Transcribe every record that appears below, exactly and in full.

Items from a data source
★ ★ ★ ★
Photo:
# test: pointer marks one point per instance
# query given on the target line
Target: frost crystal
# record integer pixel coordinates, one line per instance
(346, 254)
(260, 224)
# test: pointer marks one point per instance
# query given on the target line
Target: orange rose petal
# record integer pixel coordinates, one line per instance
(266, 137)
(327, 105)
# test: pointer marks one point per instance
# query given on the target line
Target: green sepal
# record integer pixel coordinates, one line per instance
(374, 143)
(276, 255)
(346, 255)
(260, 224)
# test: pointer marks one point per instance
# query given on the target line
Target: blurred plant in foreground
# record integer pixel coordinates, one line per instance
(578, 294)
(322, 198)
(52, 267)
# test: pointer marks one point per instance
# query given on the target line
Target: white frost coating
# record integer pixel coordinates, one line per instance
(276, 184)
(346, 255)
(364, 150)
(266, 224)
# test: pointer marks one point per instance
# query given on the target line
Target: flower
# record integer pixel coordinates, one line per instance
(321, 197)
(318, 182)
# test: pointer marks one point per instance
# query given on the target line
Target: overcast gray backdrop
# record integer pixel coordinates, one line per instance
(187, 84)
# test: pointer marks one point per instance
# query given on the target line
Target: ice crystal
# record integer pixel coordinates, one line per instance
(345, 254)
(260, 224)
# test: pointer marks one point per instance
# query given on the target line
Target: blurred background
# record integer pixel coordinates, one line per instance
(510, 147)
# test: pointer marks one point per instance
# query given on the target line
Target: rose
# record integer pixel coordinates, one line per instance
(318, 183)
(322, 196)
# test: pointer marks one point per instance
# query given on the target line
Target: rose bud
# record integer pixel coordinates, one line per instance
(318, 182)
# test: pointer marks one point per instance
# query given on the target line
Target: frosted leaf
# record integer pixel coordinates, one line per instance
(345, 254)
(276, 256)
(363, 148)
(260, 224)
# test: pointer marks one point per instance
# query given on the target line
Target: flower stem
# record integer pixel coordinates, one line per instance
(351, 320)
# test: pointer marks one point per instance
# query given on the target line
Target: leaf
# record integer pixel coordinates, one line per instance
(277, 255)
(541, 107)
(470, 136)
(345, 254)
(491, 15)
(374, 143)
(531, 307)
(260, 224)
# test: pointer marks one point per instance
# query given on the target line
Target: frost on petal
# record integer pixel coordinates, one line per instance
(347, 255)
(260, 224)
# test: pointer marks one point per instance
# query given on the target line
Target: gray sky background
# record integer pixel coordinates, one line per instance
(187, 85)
★ ★ ★ ★
> _EXERCISE RESULT_:
Photo:
# test: pointer marks one point per instance
# query given on the target line
Target: frost crystal
# record integer pixel coordinates, one line per instance
(346, 254)
(260, 224)
# test: pointer marks one point per instance
# query given on the target line
Target: orange rose petal
# record integer pixel coordinates, one line per instance
(266, 137)
(327, 105)
# test: pointer marks one point per instance
# query given on the target line
Target: green sepal
# record integer pixel coordinates, one line per instance
(374, 143)
(276, 255)
(346, 255)
(260, 224)
# test: pointer marks one point per instance
# query given on the target line
Target: blurred plant in foreground
# record integer pixel coordinates, one line per instance
(578, 294)
(322, 198)
(52, 267)
# test: pointer marks one point per instance
# query given on the target line
Target: white frost coating
# record integer pixel coordinates, one line per instance
(276, 184)
(346, 255)
(364, 150)
(266, 224)
# test: pointer marks one point per instance
# query given on the target line
Target: flower
# record integer pixel coordinates, one line per instance
(321, 197)
(318, 182)
# test: pointer marks one point per instance
# query given on the target line
Target: overcast gray backdrop
# record integer pixel coordinates, one line per instance
(187, 84)
# test: pointer marks one point per instance
# query given on the target line
Target: ice crystal
# record integer pixel coordinates, one line per instance
(345, 254)
(260, 224)
# test: pointer marks one point per instance
# query given on the target line
Target: blurred background
# record integer pixel coordinates, one line per instance
(510, 147)
# test: pointer marks one point per instance
# query given on the target line
Target: rose
# record integer pixel coordinates, one line per instance
(318, 183)
(322, 196)
# test: pointer marks one point per instance
# query given on the target line
Target: rose bud
# record integer pixel coordinates, one line per instance
(318, 182)
# test: pointer marks one point per instance
# query given on the target line
Target: frosted leaf
# record integer pixel coordinates, one line per instance
(345, 254)
(276, 256)
(363, 148)
(260, 224)
# test: pointer marks one point per instance
# query given on the target line
Target: flower stem
# record integer pixel coordinates, one line per instance
(351, 320)
# test: pointer marks one point per instance
# query given on the target line
Target: leaf
# record integer pixel coordinates, one line per instance
(277, 255)
(541, 107)
(470, 136)
(345, 254)
(491, 15)
(374, 143)
(531, 307)
(260, 224)
# test: pointer marks one point per instance
# query given on the target line
Target: frost on petal
# record integer pixel coordinates, one line per instance
(347, 255)
(260, 224)
# test: pointer marks one point per instance
# query given on the target line
Target: gray sky background
# record integer pixel coordinates, one line per instance
(187, 85)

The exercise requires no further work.